## Alıştırmalar:
**a)** Anı yazısında "Aslında uzun zamandan" sözlerinin geçtiği yerle başlayıp "O benim arkadaşımdır!" ile biten kısmı hiç değiştirmeden yeniden yazın.
**b)** Anı yazısını kaldığı yerden devam ettirin.

*** Kaynak metin

Son zamanlarda ki yoğunluğumu bahane yapıp girmek istedim bu anı yazısına…Hani bir atasözü vardır ’’ Umut fakirin Ekmeğidir’’
Ekmeğiniz varsa mutlu olursunuz, kimselere muhtaç olmazsınız…
Benim ekmeğim beni mutlandıran,çam sakızı çoban armağı yazılarımdır.
Aslında uzun zamandan beri takibimdeydi… Yakın bir zamandaydı diye hatırlıyorum ama net bilmiyordum… Sosyal medyada takipte olmadığımdan 14 Nisan’ı öğrenebilmem ancak Özge‘ye sormamla mümkün olabildi…Yoksa mesajla birine doğum tarihin kaçtı senin diyebilir misin? Diyemezsin … O da neden sordun,der? Sürpriz olmazdı…
Hayli uzunca bir girişten sonra meramımı sanırım anlatabildim…Benim hünerim yazmamdır.. Başka yol bilmem, dost bilirim, güven bilirim, yüreklilik bilirim bir de onu…
Benim dünya görüşüm daima sevgidir!…Sevgim başladısa bitmez, nasıl başlarsa öyle gider…Sevcan hocam benim yarı yaşımdadır… yani kızım gibi…Fakat ben öyle bakmam, kaç yaşında olursa olsun aile bireylerinden beslenen zamirlere ödün vermem… O benim arkadaşımdır!
Toplumun diğer yargıları da yürek kapsamım dışındadır…Herkesi kendimle yaşıt ve eşit bilirim, yüreğimi cezbetmişse şayet.
Ben çok alışık değilimdir sevilmelere, bu bana ait bir duygudur, çoğunlukla…Bilirimki hangi ortam olursa olsun insanlar önce kendilerini düşünürler bu içimizin doğal bir aidiyet sürecidir.

******
*** Veri kayıtları

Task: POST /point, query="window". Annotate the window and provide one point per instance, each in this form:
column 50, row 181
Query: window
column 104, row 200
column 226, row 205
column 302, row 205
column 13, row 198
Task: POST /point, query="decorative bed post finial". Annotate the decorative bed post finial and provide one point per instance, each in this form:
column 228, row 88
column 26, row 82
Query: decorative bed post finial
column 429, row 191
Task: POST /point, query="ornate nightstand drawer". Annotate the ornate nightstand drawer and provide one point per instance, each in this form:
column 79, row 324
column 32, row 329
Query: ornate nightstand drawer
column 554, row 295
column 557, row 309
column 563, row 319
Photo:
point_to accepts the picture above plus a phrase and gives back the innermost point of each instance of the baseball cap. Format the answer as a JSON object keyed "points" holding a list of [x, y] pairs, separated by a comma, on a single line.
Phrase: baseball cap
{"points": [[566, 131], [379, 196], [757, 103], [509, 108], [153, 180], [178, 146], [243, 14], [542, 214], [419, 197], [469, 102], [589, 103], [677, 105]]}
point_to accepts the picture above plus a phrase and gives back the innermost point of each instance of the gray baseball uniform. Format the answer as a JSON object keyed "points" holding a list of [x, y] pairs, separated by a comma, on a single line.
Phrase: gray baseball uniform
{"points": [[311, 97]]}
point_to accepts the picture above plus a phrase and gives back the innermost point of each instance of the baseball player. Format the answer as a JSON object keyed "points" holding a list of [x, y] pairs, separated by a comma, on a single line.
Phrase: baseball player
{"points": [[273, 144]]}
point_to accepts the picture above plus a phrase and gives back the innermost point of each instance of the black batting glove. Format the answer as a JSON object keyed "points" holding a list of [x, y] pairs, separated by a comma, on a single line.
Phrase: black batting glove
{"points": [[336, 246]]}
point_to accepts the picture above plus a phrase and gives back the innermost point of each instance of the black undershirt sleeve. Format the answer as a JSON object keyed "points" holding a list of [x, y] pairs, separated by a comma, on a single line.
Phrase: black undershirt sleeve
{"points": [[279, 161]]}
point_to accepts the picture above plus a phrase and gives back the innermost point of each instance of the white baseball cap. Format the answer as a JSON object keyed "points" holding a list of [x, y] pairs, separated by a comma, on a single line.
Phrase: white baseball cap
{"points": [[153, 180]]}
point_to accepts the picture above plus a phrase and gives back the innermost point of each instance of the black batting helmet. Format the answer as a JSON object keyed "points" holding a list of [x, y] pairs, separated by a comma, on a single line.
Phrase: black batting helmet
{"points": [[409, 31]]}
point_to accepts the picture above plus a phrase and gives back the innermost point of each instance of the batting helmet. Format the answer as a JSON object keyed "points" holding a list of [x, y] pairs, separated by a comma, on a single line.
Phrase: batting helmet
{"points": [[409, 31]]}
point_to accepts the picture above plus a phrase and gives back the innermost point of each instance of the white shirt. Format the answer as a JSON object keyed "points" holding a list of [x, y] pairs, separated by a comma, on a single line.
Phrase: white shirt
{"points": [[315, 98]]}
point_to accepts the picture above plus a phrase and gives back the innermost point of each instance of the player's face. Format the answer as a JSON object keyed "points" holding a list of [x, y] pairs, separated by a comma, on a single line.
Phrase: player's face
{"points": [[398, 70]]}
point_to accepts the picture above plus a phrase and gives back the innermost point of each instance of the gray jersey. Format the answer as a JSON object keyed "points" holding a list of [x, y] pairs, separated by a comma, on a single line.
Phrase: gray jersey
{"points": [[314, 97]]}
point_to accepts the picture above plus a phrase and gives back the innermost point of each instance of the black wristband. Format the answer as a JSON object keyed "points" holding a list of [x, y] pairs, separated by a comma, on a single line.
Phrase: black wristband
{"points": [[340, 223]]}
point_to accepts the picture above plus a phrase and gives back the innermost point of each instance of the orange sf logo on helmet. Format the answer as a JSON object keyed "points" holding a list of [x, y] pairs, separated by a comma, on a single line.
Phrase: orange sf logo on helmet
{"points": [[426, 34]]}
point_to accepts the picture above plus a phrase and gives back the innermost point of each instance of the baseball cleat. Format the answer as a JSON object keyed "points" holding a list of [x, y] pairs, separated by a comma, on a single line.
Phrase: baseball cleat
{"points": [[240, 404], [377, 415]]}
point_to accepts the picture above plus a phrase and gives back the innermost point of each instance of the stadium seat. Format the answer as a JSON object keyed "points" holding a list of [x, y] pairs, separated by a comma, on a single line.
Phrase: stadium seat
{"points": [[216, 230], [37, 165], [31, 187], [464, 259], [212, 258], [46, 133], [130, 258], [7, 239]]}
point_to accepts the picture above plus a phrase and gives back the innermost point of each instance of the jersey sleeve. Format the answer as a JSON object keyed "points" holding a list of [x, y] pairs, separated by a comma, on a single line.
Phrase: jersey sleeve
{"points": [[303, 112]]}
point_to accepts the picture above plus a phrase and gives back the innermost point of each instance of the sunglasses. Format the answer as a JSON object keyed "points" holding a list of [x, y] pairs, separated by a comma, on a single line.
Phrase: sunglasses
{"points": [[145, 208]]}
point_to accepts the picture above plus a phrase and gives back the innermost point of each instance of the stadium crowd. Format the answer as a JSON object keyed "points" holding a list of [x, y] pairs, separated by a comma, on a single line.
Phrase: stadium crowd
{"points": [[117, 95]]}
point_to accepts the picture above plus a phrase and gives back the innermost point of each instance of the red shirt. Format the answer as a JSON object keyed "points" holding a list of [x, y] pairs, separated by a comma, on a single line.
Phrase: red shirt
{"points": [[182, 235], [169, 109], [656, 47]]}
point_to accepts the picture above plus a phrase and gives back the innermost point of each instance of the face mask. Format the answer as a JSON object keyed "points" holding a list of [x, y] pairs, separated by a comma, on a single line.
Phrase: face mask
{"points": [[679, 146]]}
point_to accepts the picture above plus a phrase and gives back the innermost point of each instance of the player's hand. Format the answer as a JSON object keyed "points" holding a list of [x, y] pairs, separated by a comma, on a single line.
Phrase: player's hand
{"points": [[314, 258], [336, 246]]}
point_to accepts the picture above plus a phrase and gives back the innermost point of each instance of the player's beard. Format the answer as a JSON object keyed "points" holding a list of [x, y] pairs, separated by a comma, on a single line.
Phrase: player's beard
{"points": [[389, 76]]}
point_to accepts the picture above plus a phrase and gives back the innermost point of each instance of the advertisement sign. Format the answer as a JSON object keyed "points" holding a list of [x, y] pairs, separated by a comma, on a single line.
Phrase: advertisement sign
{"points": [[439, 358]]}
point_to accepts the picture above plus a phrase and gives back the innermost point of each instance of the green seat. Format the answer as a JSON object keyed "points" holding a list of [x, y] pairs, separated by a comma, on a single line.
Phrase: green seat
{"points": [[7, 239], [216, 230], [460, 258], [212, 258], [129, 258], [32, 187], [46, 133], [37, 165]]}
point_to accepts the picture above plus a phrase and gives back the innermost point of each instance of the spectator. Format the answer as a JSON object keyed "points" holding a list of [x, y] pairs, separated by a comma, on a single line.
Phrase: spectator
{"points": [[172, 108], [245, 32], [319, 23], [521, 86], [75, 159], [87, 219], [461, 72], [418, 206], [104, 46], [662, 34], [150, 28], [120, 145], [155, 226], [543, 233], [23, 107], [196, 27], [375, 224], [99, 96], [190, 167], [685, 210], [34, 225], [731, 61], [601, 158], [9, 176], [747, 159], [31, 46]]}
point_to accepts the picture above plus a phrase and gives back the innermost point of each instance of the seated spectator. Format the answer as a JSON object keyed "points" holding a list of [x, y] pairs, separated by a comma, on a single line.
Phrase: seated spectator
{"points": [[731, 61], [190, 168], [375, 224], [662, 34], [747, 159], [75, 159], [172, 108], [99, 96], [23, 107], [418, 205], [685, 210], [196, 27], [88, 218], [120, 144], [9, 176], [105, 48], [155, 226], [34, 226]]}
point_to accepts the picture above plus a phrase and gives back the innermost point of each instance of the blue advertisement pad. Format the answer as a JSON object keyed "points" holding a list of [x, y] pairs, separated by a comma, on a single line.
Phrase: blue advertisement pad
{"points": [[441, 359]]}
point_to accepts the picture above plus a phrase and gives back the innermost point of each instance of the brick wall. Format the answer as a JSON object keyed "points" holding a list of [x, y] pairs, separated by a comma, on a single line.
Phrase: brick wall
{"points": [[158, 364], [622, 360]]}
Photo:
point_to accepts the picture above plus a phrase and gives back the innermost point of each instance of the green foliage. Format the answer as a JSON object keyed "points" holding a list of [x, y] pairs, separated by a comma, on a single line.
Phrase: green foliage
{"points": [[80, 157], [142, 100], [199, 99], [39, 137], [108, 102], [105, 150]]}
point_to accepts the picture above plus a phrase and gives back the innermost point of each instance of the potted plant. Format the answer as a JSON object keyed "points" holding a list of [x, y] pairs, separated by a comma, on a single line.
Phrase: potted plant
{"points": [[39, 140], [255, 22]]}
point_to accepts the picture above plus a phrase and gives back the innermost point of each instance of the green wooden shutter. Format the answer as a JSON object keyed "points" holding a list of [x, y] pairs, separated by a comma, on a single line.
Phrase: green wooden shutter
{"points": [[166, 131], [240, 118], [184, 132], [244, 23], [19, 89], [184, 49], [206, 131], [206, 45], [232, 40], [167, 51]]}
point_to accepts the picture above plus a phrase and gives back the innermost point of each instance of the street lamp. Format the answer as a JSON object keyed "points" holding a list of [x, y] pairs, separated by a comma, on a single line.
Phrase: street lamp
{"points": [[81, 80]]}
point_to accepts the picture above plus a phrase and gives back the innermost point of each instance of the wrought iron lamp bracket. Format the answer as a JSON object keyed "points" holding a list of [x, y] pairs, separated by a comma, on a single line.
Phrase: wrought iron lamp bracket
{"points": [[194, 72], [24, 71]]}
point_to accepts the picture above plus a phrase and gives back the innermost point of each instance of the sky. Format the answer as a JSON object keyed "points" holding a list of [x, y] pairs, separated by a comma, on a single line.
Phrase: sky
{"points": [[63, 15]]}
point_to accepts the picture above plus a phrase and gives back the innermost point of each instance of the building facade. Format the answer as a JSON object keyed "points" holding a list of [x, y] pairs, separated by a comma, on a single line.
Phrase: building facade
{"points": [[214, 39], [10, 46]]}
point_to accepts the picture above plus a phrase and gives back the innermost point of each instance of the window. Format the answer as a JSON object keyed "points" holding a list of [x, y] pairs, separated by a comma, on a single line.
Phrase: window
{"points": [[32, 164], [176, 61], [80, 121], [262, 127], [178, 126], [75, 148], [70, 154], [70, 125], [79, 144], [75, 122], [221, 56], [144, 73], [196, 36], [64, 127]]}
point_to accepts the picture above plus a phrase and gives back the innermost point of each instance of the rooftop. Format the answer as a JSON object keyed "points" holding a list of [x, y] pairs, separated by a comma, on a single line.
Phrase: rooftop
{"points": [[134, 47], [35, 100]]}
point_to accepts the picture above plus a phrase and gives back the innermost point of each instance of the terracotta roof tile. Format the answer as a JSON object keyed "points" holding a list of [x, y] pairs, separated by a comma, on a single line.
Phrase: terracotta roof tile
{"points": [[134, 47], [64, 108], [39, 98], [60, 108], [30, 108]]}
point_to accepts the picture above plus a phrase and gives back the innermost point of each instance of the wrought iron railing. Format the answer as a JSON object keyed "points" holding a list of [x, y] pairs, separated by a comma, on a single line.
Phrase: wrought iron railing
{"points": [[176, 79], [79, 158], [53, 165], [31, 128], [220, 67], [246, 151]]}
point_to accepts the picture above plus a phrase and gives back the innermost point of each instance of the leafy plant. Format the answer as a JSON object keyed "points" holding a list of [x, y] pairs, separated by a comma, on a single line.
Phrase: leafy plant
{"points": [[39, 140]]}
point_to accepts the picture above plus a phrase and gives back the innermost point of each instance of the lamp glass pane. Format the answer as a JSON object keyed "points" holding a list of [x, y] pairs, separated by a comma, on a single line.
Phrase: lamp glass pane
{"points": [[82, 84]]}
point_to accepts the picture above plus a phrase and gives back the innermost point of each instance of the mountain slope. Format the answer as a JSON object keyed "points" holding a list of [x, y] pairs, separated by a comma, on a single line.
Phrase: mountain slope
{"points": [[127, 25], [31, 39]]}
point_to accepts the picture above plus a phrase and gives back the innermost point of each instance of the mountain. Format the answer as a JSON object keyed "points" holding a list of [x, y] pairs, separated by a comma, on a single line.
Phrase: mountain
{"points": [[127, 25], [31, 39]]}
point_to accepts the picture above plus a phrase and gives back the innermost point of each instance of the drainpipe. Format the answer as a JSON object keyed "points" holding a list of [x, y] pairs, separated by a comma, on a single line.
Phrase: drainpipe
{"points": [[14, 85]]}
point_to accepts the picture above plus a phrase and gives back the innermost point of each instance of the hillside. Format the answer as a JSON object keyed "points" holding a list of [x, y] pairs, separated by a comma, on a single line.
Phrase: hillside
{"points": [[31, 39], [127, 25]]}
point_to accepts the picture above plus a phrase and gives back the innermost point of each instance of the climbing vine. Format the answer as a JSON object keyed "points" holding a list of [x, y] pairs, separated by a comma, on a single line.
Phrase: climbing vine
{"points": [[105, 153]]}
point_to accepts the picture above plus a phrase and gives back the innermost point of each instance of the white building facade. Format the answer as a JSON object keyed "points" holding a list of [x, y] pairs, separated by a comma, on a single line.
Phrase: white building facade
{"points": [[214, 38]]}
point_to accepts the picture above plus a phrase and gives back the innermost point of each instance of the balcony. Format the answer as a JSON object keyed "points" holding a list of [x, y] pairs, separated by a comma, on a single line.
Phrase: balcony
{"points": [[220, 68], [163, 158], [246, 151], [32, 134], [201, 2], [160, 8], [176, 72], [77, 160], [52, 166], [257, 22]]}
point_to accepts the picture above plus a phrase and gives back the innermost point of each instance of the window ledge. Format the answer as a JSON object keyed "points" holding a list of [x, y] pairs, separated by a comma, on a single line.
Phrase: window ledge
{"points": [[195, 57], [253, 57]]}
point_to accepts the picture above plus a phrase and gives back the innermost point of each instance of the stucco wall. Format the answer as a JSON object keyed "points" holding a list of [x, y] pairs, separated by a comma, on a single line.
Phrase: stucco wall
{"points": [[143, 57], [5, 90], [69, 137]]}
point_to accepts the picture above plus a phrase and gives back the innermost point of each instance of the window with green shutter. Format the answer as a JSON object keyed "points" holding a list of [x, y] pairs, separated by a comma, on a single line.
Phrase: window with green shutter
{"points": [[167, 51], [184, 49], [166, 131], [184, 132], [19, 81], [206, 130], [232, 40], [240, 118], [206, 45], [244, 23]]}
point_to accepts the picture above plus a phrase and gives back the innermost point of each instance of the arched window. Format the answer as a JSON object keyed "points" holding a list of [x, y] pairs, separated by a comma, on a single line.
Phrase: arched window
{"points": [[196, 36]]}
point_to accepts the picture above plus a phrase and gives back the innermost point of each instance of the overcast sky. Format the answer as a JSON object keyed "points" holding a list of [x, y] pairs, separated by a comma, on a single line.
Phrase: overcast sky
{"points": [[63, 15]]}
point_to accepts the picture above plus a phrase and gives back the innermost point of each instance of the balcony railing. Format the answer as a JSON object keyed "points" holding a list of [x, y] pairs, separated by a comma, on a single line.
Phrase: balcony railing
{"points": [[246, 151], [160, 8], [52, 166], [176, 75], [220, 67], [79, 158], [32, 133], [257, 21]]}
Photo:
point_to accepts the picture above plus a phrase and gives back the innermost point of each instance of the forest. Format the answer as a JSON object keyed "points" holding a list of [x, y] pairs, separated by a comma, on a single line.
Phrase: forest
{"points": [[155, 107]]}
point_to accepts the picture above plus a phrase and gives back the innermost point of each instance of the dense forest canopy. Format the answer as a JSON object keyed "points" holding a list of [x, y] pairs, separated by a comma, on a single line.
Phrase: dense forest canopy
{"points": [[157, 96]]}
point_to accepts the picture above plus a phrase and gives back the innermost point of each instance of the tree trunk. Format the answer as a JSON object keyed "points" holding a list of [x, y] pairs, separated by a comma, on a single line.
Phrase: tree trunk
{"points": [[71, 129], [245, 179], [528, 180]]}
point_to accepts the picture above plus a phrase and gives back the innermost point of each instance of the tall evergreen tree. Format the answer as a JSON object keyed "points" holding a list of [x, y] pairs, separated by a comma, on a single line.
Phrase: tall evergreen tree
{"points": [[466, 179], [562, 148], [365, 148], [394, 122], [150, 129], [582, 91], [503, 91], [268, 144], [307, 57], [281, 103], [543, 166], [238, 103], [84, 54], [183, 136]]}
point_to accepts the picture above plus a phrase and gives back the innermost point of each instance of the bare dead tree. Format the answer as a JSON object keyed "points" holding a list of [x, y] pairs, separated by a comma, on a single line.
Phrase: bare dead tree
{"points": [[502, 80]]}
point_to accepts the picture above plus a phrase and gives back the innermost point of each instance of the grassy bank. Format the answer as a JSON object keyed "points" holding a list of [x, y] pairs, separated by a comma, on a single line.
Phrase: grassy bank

******

## Cevaplar:
**a)**
Aslında uzun zamandan beri takibimdeydi… Yakın bir zamandaydı diye hatırlıyorum ama net bilmiyordum… Sosyal medyada takipte olmadığımdan 14 Nisan’ı öğrenebilmem ancak Özge‘ye sormamla mümkün olabildi…Yoksa mesajla birine doğum tarihin kaçtı senin diyebilir misin? Diyemezsin … O da neden sordun,der? Sürpriz olmazdı…
Hayli uzunca bir girişten sonra meramımı sanırım anlatabildim…Benim hünerim yazmamdır.. Başka yol bilmem, dost bilirim, güven bilirim, yüreklilik bilirim bir de onu…
Benim dünya görüşüm daima sevgidir!…Sevgim başladısa bitmez, nasıl başlarsa öyle gider…Sevcan hocam benim yarı yaşımdadır… yani kızım gibi…Fakat ben öyle bakmam, kaç yaşında olursa olsun aile bireylerinden beslenen zamirlere ödün vermem… O benim arkadaşımdır!

**b)**
İnsanlar kimi zaman kendilerini kibrit çöpü gibi hisseder, yanar geçer.Bu zamanlarda dostluk benim masallarda okuduğum Pamuk Prenses gibi değildir…Pamuk prenses sevilen,kraliyet ailesi tarafından saygı duyulan , önemsenen bir mahiyette tezahhür edilen bir masal kahramanıdır.
Küçükken okuduğum romanlarda bende herkes gibi olmak isterdim herhalde…Dahası mutlu olmayı da
Tabi ki masallarımız arasında Pinokyoda vardır, kül kedisinin üvey annesi ya da klasik TV dizilerindeKİ Mösyö Darjanton gibi… Zaman zaman oransal ibresi tam bu ayarda olmasa da benzer olan bu tiplemelerle birlikte çalışmışlığımız oldu, iş yaşamımızda…
O zamanlardan kaynaklanandır hep hayata böyle ürkek bakışkanlığımız,net değil flu yani…
Ama an geliyor, nan geliyor, sizi anlayabilen gerçek değeriliğinizi hissedip gözleriyle onay veren yarenler geliyor.İnsan o zamandan sonra kendini çok yalnız, güvensiz ve densiz hissetmiyor!
Ve hep daha çalışmak istiyor, şevkle … Biliyor ki onun yetenek,kapasitesi ve iç görüsü hayata bakışı asla sıradan değil!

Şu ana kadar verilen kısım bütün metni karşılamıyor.